• _Directions_: Search the records for "soldier" and copy each line that holds it.
Data provided below:
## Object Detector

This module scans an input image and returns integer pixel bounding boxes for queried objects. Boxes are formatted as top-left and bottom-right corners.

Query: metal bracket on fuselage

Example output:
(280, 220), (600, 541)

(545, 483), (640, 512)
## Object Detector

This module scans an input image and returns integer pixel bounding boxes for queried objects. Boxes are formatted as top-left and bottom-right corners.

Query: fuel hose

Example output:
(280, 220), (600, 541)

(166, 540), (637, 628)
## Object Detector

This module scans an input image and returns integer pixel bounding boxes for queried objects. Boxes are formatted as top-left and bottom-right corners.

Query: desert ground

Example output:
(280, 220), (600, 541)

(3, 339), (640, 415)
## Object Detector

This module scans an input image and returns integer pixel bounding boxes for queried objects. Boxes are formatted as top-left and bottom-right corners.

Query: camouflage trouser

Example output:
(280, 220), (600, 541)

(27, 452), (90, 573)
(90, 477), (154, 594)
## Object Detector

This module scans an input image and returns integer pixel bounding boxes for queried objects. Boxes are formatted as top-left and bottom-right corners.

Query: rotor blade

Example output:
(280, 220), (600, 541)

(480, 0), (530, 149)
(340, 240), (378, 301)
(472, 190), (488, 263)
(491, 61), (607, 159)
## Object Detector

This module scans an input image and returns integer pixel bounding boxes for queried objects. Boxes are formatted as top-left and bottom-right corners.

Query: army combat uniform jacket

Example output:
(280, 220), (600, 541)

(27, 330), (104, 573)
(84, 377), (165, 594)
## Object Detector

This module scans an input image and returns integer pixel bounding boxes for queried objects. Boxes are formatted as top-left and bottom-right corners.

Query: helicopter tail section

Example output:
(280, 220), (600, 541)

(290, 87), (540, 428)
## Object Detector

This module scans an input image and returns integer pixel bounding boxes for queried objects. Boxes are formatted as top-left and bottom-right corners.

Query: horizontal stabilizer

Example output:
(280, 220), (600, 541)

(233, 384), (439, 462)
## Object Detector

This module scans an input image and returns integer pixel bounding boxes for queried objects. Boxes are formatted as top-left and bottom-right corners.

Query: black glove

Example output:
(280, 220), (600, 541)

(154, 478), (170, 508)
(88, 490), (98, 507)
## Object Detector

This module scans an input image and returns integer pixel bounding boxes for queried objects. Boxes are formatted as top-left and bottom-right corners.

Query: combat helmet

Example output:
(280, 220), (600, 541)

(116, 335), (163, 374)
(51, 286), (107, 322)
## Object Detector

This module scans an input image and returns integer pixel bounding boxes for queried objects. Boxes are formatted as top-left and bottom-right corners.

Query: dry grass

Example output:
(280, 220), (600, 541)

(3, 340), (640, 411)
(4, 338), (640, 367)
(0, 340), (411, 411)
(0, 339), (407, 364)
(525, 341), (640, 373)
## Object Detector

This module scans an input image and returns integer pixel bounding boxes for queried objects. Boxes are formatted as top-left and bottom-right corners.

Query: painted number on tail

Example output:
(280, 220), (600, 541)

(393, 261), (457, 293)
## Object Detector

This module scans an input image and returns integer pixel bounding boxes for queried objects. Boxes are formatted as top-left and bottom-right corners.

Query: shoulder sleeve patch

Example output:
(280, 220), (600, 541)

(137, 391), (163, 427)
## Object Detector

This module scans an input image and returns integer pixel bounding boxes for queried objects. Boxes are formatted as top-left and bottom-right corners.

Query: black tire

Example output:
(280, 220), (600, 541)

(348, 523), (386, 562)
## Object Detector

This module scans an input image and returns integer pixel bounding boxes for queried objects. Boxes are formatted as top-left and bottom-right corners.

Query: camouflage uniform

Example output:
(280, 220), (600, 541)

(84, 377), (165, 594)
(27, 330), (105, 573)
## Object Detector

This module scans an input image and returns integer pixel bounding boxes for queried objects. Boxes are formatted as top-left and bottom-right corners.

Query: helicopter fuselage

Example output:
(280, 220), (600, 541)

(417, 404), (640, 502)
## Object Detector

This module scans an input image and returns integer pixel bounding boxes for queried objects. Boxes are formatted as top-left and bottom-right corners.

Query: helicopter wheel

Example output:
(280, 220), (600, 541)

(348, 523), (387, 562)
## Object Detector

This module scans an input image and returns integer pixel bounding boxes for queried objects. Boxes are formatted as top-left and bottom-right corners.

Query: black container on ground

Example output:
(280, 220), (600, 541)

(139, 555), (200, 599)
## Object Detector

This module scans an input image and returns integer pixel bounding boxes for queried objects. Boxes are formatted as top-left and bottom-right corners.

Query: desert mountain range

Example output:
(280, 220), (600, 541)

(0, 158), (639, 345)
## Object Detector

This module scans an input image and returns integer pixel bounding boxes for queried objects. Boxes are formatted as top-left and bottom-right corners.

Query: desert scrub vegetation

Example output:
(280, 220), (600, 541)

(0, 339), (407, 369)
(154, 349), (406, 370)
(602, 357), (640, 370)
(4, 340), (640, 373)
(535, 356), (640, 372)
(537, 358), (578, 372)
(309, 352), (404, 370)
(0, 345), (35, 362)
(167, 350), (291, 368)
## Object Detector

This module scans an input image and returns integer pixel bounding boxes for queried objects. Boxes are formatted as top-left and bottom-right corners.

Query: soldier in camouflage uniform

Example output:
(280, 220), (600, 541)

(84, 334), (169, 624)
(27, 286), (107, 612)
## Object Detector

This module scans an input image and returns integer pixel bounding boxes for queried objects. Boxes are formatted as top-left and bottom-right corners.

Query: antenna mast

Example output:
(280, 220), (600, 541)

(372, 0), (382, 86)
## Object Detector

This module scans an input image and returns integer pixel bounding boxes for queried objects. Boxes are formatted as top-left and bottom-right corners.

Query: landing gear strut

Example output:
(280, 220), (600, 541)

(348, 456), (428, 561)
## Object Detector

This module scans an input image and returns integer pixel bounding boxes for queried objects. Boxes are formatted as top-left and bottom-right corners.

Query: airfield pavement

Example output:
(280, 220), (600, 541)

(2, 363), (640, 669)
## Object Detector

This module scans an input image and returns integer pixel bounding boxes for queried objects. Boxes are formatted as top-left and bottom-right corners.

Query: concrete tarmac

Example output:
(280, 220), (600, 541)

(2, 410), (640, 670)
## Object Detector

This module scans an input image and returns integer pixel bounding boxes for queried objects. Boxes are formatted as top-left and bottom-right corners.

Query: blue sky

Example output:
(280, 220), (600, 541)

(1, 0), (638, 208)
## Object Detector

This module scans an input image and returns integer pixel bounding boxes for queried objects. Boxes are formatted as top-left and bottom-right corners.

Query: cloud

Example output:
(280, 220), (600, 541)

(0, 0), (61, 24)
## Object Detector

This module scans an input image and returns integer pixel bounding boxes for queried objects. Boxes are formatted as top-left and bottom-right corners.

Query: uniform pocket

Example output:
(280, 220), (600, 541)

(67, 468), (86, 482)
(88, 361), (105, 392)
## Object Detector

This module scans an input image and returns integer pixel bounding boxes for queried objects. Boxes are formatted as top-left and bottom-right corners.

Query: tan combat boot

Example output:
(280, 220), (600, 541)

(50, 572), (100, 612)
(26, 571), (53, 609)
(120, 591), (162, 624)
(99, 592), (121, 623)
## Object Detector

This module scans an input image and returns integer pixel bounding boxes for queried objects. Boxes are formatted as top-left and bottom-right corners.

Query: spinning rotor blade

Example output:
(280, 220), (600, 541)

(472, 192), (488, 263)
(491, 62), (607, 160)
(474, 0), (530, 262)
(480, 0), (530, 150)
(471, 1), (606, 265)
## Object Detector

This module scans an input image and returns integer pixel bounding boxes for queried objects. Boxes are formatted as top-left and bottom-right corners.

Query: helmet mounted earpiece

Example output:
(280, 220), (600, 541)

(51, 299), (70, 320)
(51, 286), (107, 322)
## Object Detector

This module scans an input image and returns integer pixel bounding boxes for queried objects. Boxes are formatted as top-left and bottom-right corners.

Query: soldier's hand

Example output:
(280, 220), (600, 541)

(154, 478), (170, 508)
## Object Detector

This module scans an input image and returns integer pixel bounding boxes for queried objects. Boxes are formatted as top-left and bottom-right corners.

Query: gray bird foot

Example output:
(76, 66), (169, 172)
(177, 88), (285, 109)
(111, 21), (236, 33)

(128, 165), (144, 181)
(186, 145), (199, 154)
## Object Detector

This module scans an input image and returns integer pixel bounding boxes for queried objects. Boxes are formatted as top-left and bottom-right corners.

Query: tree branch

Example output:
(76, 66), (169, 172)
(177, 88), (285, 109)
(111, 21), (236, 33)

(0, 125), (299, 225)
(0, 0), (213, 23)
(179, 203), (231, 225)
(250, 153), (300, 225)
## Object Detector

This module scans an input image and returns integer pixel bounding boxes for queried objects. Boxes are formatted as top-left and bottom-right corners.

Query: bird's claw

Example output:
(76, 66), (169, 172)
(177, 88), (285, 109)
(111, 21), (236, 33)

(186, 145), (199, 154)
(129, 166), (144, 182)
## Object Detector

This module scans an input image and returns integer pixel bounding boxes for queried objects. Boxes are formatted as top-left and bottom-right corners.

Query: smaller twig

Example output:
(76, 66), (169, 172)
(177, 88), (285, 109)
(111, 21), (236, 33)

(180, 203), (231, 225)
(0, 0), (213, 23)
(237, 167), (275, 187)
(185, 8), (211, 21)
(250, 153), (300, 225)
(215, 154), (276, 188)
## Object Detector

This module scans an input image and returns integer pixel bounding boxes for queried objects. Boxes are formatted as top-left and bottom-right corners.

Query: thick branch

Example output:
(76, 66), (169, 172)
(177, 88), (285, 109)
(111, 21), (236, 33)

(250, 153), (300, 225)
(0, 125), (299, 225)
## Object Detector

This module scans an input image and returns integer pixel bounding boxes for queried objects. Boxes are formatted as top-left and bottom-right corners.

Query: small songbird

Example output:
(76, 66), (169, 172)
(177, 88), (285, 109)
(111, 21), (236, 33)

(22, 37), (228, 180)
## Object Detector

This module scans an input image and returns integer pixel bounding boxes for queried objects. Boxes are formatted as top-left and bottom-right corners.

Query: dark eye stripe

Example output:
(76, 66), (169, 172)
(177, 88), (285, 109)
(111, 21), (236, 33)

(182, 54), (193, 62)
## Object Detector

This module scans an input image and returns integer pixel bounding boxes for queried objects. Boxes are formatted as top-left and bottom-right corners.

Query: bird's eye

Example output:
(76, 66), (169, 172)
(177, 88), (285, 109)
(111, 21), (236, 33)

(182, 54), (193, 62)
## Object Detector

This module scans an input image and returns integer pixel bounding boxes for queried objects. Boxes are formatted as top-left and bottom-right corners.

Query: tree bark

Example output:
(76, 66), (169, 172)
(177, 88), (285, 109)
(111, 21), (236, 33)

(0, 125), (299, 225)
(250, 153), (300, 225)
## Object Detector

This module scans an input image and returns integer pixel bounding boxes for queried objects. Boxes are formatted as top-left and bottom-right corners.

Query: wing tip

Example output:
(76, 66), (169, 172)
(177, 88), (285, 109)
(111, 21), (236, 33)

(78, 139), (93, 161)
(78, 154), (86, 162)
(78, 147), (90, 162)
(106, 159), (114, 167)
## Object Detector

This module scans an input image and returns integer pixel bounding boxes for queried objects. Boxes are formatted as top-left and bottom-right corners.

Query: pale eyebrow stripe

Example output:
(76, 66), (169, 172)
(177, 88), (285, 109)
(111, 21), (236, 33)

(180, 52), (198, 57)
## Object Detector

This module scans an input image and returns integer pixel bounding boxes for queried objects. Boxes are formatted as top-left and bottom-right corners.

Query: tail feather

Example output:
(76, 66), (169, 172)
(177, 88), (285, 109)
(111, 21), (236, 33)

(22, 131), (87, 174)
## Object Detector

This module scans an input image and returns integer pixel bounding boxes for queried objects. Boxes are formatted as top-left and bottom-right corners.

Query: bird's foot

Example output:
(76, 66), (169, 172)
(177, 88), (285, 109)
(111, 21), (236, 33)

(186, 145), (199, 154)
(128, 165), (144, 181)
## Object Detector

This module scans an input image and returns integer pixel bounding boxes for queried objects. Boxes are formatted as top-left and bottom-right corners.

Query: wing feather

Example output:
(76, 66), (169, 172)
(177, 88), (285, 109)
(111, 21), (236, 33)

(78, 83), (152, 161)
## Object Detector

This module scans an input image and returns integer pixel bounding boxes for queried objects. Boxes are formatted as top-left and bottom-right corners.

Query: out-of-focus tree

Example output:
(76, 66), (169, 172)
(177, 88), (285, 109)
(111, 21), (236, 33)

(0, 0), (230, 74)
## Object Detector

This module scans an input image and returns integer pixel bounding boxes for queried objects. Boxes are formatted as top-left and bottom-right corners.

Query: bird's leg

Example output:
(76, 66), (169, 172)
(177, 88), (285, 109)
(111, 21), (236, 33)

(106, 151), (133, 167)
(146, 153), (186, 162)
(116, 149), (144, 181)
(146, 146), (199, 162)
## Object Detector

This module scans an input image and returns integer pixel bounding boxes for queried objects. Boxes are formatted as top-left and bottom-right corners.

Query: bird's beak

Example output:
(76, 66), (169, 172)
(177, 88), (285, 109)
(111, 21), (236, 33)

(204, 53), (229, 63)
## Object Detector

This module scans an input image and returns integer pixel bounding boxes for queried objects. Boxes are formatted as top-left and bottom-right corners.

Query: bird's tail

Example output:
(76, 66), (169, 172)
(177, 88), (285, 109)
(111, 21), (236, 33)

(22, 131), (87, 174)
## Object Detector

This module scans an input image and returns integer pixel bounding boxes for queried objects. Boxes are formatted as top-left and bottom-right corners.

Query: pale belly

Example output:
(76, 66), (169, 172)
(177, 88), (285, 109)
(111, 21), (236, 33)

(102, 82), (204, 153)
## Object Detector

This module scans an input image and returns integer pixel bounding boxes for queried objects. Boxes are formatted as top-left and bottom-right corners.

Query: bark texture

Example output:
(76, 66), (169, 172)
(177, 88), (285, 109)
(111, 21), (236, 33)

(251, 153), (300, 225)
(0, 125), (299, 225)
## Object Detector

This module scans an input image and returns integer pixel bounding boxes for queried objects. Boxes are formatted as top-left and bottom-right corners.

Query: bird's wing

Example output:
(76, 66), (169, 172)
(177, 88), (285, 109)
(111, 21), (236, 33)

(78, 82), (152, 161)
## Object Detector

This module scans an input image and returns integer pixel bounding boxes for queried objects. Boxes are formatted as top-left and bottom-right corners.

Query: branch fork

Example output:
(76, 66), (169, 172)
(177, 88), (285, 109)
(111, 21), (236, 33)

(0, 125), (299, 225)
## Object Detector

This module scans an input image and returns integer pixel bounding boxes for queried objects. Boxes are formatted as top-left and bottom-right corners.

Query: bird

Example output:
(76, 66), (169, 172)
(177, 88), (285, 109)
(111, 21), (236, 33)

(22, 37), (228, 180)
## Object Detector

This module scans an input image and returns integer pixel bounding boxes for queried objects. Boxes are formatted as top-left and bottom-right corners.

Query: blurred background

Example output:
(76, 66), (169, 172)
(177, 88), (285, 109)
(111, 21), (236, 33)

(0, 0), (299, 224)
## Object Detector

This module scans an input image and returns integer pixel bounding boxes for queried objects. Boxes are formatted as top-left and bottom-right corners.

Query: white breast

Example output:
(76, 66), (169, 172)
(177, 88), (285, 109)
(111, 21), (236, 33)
End of Data provided.
• _Output below_:
Query: soldier in camouflage uniform
Query: soldier's hand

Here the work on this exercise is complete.